● Goal:
Transcribe the material in full. Nothing should differ except that the pictures are left out.

● The data:
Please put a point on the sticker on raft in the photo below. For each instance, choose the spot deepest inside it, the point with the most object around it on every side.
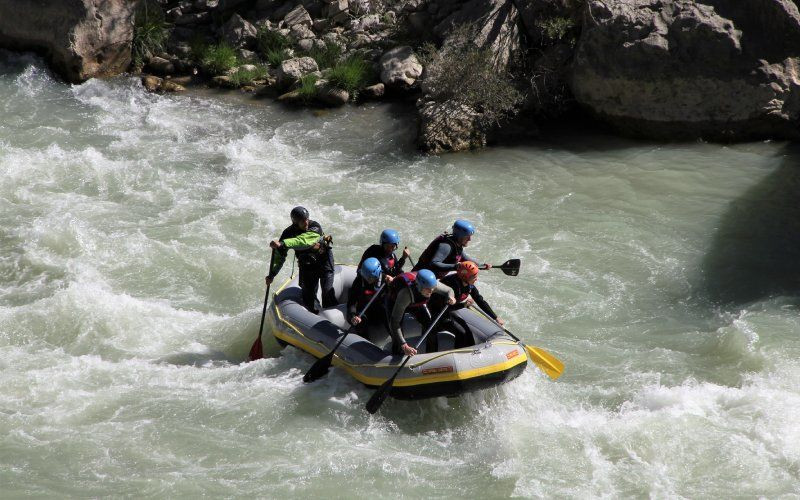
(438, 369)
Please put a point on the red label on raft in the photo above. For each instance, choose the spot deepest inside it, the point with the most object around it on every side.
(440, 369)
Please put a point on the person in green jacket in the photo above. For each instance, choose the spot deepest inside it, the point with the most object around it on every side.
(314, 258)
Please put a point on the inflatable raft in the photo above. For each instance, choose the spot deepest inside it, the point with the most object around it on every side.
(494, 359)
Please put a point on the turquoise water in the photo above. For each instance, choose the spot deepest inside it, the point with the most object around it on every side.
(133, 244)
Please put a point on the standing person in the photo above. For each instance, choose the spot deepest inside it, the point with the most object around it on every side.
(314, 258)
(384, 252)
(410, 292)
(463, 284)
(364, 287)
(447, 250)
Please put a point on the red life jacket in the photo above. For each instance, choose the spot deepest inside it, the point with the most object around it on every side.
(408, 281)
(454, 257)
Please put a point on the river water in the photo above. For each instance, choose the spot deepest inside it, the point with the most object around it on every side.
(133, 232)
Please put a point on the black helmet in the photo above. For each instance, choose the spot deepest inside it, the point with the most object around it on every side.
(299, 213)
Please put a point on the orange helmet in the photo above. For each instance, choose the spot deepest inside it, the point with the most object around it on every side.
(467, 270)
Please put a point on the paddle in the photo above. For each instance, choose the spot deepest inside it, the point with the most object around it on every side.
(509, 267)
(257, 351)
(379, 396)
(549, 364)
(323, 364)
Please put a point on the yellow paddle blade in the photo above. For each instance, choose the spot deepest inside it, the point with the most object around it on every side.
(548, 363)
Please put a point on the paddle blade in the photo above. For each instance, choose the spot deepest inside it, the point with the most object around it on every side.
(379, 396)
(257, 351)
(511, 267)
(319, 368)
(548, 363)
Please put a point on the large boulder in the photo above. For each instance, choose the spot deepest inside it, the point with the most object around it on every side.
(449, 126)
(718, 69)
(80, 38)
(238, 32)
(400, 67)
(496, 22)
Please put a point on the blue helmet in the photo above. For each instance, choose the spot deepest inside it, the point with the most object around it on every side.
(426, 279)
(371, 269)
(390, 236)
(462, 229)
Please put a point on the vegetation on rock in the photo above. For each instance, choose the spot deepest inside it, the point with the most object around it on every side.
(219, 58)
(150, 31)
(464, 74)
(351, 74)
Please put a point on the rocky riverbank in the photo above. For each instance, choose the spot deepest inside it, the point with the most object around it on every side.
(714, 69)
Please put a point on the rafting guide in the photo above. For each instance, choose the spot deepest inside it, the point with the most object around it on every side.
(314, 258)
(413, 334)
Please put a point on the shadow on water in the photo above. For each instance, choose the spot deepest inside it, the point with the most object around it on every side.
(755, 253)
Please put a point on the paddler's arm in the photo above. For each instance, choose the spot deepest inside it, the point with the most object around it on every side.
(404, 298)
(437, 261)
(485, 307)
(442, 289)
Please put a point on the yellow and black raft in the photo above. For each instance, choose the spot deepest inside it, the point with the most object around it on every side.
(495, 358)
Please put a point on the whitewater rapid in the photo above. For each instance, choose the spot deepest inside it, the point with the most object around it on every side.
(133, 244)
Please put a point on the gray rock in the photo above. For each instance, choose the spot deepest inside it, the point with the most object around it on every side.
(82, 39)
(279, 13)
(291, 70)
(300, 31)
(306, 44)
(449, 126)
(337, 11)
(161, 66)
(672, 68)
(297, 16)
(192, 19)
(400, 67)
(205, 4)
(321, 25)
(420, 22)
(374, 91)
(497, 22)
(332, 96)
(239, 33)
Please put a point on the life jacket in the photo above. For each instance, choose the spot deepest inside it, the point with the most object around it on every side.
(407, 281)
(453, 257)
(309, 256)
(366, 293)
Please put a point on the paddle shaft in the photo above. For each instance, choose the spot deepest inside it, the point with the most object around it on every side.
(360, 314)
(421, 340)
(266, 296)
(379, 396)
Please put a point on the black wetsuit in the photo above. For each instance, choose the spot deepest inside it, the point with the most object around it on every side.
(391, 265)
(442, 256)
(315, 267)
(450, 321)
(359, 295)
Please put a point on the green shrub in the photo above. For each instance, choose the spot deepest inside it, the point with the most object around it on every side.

● Final answer:
Please put a point on the sticker on raft in the photo below. For each instance, choose the spot deepest inside it, the point with the most object around it on every side.
(438, 369)
Please put a point on the red label on raft in the photo above. For each instance, choose the spot deepest inside it, the point with the most object around it on every side.
(440, 369)
Please put a point on the person in green jacket in the photo above. For each instance, choose the spot deepest inside it, the point with the most object around it on every side.
(314, 258)
Please put a point on the inflatable raft in the photo above. For each instance, choose the spot deepest inside it, the point with the most object around it on every side.
(494, 359)
Please put a point on the turquoise water in the photo above. For each instance, choose the spot deepest inside it, the point with the most object around it on every side.
(133, 244)
Please put a point on the standing person in the photo above. For each instance, choose the spot deepest inside it, the point with the most object around it on every side.
(314, 258)
(384, 252)
(410, 292)
(463, 284)
(364, 287)
(447, 250)
Please put a point on the red life jacket in the photo above. For each instance, choose the spot deepest inside it, the point with the most object around it on every side.
(408, 281)
(454, 257)
Please put a point on the river water in the photo above. For each instance, choose the spot deepest inside it, the point with the most object around it on every side.
(133, 232)
Please put a point on the black helmet in the photo above. For each instance, choose the spot deepest inside it, the point with the most object around it on every side.
(299, 213)
Please put a point on the orange helmet in the photo above. For each instance, choose the spot deepest inside it, the point with the most object around it on every side.
(467, 270)
Please put a point on the paddle in the photo above. For each instance, choose the spot deepest inside it, the point with the most object around it on every side.
(509, 267)
(257, 351)
(379, 396)
(549, 364)
(323, 364)
Please put a point on the yellow paddle blade in the photo above. For each instance, choose the spot deepest inside it, the point with the most object around it on every side.
(548, 363)
Please put a point on the paddle blade in the photo above. For each instance, choose the spot deepest inside it, the point with the most object around it on every side.
(379, 396)
(257, 351)
(511, 267)
(319, 368)
(548, 363)
Please put a point on the large boulder in the photo above. For each instance, choose the spot deepest inside it, the point with the most object around it on every side.
(449, 126)
(718, 69)
(80, 38)
(238, 32)
(400, 67)
(496, 22)
Please put a point on the blue helmet in the photo above. For each instance, choose the spot deepest inside it, the point with the most object around it on every side.
(426, 279)
(371, 269)
(390, 236)
(462, 229)
Please put a point on the vegetation on rock in the photo above. For each instance, choose the spot deepest inside it, the point with the most object around it on every side.
(219, 58)
(150, 31)
(464, 74)
(351, 74)
Please put a point on the rocky riverbank in the photo above. For each instance, choose the spot deepest inside it, the point with the most object around it on every side.
(714, 69)
Please put a point on the rafting guide in the photo above. For each instance, choose the spot deepest inside it, the point with the most object around it on every side.
(314, 258)
(413, 334)
Please put a point on the shadow on water in the photo above. For each instance, choose the spot deepest inside it, the point with the most object around it on every side.
(755, 253)
Please put a point on the paddler's arm in the photo above. For each instance, choose the spot deepest inside it, the point with the most object around it on every side.
(404, 298)
(437, 261)
(485, 307)
(442, 289)
Please put a point on the yellow and black raft in the photo above. For each instance, choose the spot deepest inside it, the point with the most object around it on every side.
(495, 358)
Please put a point on the whitewater rapid in the photo above. For each instance, choose the spot deepest inside it, the point with the most object around it on every side.
(133, 244)
Please put a point on the gray rock in the photo above. For each instance, choose the spot deepest inside it, the point with the most object around it on every side.
(82, 39)
(279, 13)
(291, 70)
(300, 31)
(306, 44)
(449, 126)
(337, 11)
(161, 66)
(672, 68)
(297, 16)
(192, 19)
(400, 67)
(205, 4)
(321, 25)
(420, 22)
(374, 91)
(497, 22)
(332, 96)
(239, 33)
Please put a point on the life jacket in the photo above. For each instance, choose the spot deepest inside it, the point with the most object around it on every side.
(407, 281)
(453, 257)
(309, 256)
(366, 293)
Please put a point on the paddle shaft in the photo above. For each instance, choose the spot deepest inside it, the point with the most object around it on every side.
(360, 314)
(421, 340)
(266, 296)
(379, 396)
Please put a point on the black wetsuit in the photo above. For each instance, choose the spot deepest inside it, the point with the most object around it on every side.
(391, 265)
(442, 256)
(315, 267)
(450, 321)
(359, 295)
Please put a point on the green shrub in the photo above. For each instance, choose the spot deepest inside it, the point with the most object around it on every side.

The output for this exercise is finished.